Start of Text provided
Juneau has been a wonderful home base for many artists — including myself — during the 40 years I’ve lived here. But, unlike many other Alaskan communities, we haven’t ever truly had a home we can call our own, where visual artists, performing artists and this wonderfully supportive town can all come together.
I have worked on theatrical or musical events at Perseverance Theatre, Centennial Hall, most of our city’s schools, various bars and restaurants, several churches, the Elks’ Club, the VFW Hall, the Noyes Pavilion, Sandy Beach, an old hardware store, under a tarp at the UAS campus, and in a tent pitched on the downtown wharf. While all of these places have had their own unique charms, what has been so badly wanted is a center, a gathering place the community owns and respects and is proud of: A real home for the arts.
End of Text provided
• [Do this]:
Retype the passage from the piece on a home for the arts in Juneau, starting at "I have worked" and continuing up to and including "for the arts.". None of the records that come next has any bearing on what is asked here.
Start of Entries shown
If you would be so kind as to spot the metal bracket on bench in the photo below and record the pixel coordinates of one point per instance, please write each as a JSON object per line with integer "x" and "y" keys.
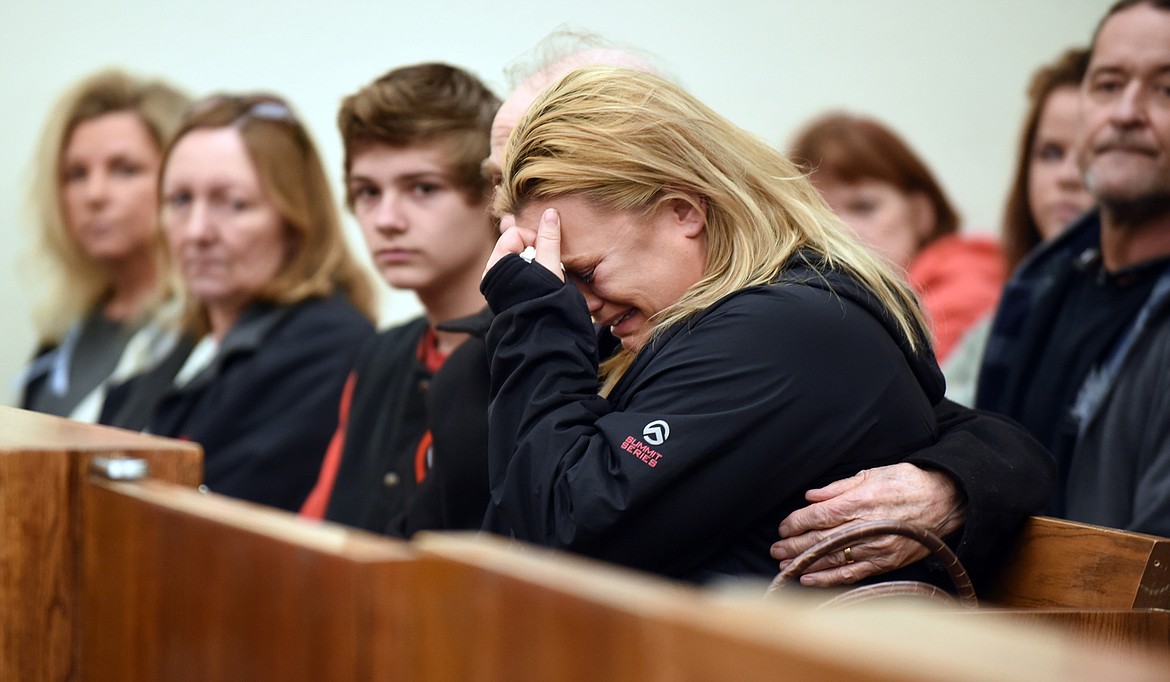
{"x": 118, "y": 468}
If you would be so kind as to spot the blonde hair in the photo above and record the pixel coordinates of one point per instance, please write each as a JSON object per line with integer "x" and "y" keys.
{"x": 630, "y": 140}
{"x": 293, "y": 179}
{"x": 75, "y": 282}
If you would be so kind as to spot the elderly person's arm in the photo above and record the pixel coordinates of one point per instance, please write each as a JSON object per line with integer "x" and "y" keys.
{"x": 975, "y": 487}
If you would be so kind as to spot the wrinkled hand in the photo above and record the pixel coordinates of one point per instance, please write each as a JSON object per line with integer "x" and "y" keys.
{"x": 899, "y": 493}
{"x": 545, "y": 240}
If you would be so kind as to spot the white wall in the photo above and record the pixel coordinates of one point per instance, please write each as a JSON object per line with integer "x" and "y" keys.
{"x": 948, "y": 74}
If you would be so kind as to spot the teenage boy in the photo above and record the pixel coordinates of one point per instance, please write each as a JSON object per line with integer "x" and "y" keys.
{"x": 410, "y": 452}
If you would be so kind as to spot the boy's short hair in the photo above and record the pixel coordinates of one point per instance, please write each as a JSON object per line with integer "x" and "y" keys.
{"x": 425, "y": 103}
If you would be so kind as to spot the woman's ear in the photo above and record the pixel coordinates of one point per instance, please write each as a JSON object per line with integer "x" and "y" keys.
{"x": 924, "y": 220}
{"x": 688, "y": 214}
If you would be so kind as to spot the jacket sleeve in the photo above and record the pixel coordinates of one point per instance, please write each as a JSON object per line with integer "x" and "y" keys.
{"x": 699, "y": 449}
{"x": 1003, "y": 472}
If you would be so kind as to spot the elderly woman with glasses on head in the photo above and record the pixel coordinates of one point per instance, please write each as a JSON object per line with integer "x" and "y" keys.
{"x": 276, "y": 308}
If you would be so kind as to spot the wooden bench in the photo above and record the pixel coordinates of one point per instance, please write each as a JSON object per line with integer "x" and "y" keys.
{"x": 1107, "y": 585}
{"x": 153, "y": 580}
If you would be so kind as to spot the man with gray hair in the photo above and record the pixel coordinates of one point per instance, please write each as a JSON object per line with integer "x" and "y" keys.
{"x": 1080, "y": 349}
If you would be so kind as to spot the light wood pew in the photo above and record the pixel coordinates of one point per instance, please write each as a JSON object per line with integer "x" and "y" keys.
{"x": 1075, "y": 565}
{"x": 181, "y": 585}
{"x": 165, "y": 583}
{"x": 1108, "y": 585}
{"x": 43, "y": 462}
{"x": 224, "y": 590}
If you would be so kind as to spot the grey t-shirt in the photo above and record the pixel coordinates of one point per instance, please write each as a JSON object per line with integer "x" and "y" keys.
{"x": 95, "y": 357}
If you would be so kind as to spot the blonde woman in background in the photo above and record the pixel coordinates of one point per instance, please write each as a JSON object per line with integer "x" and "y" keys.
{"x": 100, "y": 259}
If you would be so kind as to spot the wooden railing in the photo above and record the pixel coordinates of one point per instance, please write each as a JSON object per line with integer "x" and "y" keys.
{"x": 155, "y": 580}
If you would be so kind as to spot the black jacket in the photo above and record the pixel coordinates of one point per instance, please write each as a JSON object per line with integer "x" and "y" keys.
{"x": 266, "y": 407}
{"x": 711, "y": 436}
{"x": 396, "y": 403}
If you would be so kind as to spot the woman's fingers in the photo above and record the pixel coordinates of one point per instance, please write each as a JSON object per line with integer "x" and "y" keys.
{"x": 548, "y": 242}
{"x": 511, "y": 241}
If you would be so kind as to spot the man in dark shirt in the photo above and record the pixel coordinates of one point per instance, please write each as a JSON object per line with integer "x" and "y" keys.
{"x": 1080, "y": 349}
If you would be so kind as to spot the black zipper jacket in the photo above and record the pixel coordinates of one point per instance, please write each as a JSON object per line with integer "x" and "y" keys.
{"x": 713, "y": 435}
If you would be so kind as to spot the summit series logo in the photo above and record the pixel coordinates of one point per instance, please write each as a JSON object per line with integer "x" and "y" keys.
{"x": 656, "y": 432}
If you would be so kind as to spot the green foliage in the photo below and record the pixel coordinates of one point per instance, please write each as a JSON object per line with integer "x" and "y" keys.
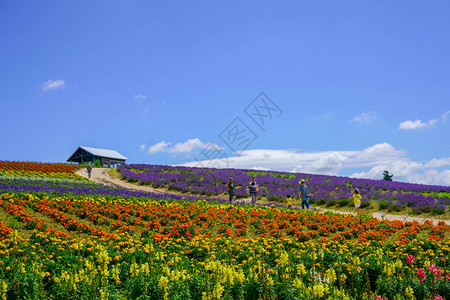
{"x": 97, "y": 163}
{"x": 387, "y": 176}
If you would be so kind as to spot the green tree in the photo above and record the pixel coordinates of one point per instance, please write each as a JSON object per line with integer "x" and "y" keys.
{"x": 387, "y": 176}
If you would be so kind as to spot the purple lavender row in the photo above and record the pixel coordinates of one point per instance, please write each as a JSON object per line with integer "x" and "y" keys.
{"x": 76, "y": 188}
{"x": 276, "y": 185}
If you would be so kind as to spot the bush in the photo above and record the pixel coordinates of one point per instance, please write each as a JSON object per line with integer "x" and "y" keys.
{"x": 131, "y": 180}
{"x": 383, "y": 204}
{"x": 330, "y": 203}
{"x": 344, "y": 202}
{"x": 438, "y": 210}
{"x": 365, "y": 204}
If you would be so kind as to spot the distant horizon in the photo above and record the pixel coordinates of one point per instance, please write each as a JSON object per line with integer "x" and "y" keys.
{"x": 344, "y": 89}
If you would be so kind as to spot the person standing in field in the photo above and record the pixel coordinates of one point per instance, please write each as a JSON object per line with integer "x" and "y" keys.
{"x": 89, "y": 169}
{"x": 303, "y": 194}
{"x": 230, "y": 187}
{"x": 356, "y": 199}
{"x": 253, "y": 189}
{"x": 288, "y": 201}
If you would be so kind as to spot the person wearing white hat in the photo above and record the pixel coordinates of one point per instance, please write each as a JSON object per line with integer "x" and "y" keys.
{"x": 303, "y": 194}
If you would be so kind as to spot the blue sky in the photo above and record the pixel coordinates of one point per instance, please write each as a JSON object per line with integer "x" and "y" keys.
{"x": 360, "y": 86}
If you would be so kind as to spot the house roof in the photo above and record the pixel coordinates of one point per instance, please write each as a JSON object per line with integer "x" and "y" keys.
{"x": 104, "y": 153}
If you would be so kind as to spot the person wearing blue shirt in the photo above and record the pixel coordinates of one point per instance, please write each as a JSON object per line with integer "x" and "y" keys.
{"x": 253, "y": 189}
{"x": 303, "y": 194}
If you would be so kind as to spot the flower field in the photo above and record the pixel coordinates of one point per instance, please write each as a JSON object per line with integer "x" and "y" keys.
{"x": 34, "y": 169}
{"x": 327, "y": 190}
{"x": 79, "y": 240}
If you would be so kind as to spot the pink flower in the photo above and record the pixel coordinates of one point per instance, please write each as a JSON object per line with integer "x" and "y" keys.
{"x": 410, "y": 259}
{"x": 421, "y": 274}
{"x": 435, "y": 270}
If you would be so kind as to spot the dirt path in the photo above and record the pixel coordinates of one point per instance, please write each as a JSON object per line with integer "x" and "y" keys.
End of Entries shown
• [Exercise answer]:
I have worked on theatrical or musical events at Perseverance Theatre, Centennial Hall, most of our city’s schools, various bars and restaurants, several churches, the Elks’ Club, the VFW Hall, the Noyes Pavilion, Sandy Beach, an old hardware store, under a tarp at the UAS campus, and in a tent pitched on the downtown wharf. While all of these places have had their own unique charms, what has been so badly wanted is a center, a gathering place the community owns and respects and is proud of: A real home for the arts.